═══ PASSAGE FOURNI ═══

Et en réalité, toutes ces arguties qui font semblant de croire que le gouvernement serait " plein de bonne volonté " ne sont que des mensonges pour justifier une solidarité politique qui tourne le dos aux intérêts des travailleurs.

Oui, bien évidemment, le changement ne peut venir que d’en bas, des travailleurs eux-mêmes, de leur organisation et de leurs luttes, mais pour s’organiser, il faut avoir conscience qu’il n’y a rien à attendre du gouvernement et des partis qui s’y retrouvent comme de ceux qui les soutiennent.

C’est une vérité qu’il ne faut pas craindre de dire.

L'extrême-droite : un concurrent pour la droite, un instrument de chantage pour la gauche.
Pour les travailleurs, un véritable danger qu’on ne peut combattre qu’en combattant la bourgeoisie et son gouvernement

A chacune de leurs interventions publiques, les dirigeants du Front National l’affirment haut et fort : leur parti est destiné à succéder à la gauche au pouvoir, et c’est pour cette raison, a expliqué Le Pen récemment, qu’il avait déclaré préférer une victoire de la gauche aux élections législatives.

═══ DONNÉES FOURNIES ═══

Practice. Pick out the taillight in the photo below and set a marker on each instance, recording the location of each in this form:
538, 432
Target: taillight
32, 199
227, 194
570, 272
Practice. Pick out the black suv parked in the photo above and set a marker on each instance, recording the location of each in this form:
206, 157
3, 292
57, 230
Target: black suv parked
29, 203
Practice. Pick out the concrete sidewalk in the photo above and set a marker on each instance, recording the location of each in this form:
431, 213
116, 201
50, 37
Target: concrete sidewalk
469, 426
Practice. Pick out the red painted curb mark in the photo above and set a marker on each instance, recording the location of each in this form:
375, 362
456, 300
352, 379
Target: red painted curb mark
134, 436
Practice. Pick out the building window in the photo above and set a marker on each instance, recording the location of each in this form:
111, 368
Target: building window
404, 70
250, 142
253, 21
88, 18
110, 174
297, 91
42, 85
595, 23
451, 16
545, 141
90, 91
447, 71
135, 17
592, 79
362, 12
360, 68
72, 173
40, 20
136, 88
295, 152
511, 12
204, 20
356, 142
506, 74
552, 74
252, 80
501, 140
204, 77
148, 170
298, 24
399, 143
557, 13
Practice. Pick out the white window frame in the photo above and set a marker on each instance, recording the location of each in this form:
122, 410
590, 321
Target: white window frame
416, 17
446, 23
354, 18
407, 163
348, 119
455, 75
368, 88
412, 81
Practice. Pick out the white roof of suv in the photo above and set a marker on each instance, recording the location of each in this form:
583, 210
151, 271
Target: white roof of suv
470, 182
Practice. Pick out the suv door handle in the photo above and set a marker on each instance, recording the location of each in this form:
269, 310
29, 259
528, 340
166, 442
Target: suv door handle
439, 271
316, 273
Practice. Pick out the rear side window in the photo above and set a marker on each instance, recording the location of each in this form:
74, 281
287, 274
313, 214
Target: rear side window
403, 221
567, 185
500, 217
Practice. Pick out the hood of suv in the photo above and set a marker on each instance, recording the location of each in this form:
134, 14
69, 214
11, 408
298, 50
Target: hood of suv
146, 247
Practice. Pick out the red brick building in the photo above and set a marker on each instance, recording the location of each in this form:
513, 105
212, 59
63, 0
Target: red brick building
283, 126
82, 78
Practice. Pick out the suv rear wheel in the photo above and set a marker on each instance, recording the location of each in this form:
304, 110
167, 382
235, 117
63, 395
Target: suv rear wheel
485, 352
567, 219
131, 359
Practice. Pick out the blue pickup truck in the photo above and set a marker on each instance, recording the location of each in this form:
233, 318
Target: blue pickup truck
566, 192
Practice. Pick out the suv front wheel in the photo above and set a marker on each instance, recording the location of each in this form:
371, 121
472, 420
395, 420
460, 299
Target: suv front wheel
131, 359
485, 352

═══

> **ÉNONCÉ ÉCRIT 1**: Dupliquez mot pour mot le passage du texte sur les travailleurs et le gouvernement, en commençant à « C’est une vérité » et en terminant à « aux élections législatives. ».
> **ÉNONCÉ ÉCRIT 2**: Retranscrivez tel quel la partie de la liste qui commence à la ligne contenant « Practice. Pick out the suv rear », cette ligne comprise, et se termine à la fin de la liste.

> **RÉPONSE FINALE 1**:
C’est une vérité qu’il ne faut pas craindre de dire.

L'extrême-droite : un concurrent pour la droite, un instrument de chantage pour la gauche.
Pour les travailleurs, un véritable danger qu’on ne peut combattre qu’en combattant la bourgeoisie et son gouvernement

A chacune de leurs interventions publiques, les dirigeants du Front National l’affirment haut et fort : leur parti est destiné à succéder à la gauche au pouvoir, et c’est pour cette raison, a expliqué Le Pen récemment, qu’il avait déclaré préférer une victoire de la gauche aux élections législatives.

> **RÉPONSE FINALE 2**:
Practice. Pick out the suv rear wheel in the photo above and set a marker on each instance, recording the location of each in this form:
304, 110
167, 382
235, 117
63, 395
Target: suv rear wheel
485, 352
567, 219
131, 359
Practice. Pick out the blue pickup truck in the photo above and set a marker on each instance, recording the location of each in this form:
233, 318
Target: blue pickup truck
566, 192
Practice. Pick out the suv front wheel in the photo above and set a marker on each instance, recording the location of each in this form:
371, 121
472, 420
395, 420
460, 299
Target: suv front wheel
131, 359
485, 352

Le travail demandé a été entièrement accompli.